[[ Available data, beginning ]]

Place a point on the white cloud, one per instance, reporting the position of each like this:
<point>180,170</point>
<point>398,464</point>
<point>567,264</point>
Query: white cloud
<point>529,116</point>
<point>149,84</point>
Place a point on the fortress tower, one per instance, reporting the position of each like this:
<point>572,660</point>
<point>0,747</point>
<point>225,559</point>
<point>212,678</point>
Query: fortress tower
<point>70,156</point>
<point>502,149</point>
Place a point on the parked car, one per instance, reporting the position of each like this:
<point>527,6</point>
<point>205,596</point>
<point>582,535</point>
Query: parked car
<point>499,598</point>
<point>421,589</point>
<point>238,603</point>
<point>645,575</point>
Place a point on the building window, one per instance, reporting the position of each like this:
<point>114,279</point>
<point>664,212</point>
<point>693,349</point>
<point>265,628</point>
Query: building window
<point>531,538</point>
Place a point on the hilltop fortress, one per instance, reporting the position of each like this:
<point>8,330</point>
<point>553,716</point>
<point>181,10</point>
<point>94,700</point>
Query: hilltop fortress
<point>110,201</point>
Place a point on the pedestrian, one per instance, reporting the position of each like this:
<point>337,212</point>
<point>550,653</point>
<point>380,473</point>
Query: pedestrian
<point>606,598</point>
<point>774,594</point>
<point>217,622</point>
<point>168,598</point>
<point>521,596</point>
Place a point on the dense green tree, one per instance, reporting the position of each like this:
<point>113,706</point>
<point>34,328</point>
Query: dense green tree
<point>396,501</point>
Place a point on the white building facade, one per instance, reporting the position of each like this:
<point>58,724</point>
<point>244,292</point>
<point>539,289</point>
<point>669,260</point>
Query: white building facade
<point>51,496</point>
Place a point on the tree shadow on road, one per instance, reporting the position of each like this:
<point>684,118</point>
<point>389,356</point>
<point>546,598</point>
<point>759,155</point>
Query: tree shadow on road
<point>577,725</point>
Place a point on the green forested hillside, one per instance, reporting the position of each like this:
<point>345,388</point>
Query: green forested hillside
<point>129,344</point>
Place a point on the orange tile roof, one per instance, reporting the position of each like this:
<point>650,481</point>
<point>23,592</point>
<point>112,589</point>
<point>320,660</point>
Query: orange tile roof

[[ Available data, end ]]

◆ Instructions for the task
All of the material should be set down exactly as it reads.

◆ Expected answer
Place a point on the white cloud, one per instance, reporting the position of each like this:
<point>180,170</point>
<point>398,464</point>
<point>567,264</point>
Query: white cloud
<point>529,116</point>
<point>149,84</point>
Place a point on the fortress tower, one per instance, reporting the position of each like this:
<point>572,660</point>
<point>0,747</point>
<point>225,559</point>
<point>212,678</point>
Query: fortress tower
<point>70,156</point>
<point>502,149</point>
Place a point on the parked car, one per instance, reporting the position of each like this:
<point>527,6</point>
<point>205,596</point>
<point>582,535</point>
Query: parked car
<point>499,598</point>
<point>421,589</point>
<point>238,603</point>
<point>645,575</point>
Place a point on the building window, one per instance, reporting the position of each like this:
<point>114,279</point>
<point>664,212</point>
<point>693,349</point>
<point>265,628</point>
Query: building window
<point>531,538</point>
Place a point on the hilltop fortress, one per instance, reporting the position of each like this:
<point>8,330</point>
<point>553,716</point>
<point>181,10</point>
<point>94,700</point>
Query: hilltop fortress
<point>110,201</point>
Place a point on the pedestrian, one per instance, reporting the position of each like this:
<point>337,212</point>
<point>550,653</point>
<point>380,473</point>
Query: pedestrian
<point>606,598</point>
<point>774,594</point>
<point>217,622</point>
<point>168,598</point>
<point>521,596</point>
Place a point on the dense green tree, one per instance, reporting the position of each like this:
<point>113,706</point>
<point>34,328</point>
Query: dense green tree
<point>396,501</point>
Place a point on the white building facade, one per instance, reporting the position of each like this:
<point>58,724</point>
<point>244,292</point>
<point>539,289</point>
<point>669,260</point>
Query: white building facade
<point>51,496</point>
Place a point on the tree shadow on road, one per instance, reporting the position of each like this:
<point>684,118</point>
<point>389,356</point>
<point>546,598</point>
<point>759,155</point>
Query: tree shadow on road
<point>577,725</point>
Place a point on the green forested hillside, one per instance, reporting the position of each like this:
<point>345,388</point>
Query: green forested hillside
<point>129,344</point>
Place a point on the orange tile roof, one per instance, reporting the position of each like this:
<point>650,481</point>
<point>23,592</point>
<point>112,589</point>
<point>320,660</point>
Query: orange tile roof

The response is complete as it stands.